→ **WORK ORDER**
Print the data exactly as it appears, keeping every word.

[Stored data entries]
□ □ □

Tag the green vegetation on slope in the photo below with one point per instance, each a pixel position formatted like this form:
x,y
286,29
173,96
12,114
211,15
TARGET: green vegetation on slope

□ □ □

→ **YOUR SOLUTION**
Tag the green vegetation on slope in the photo below with one point per instance, each a pixel position formatted like this form:
x,y
286,29
173,96
12,114
211,15
TARGET: green vegetation on slope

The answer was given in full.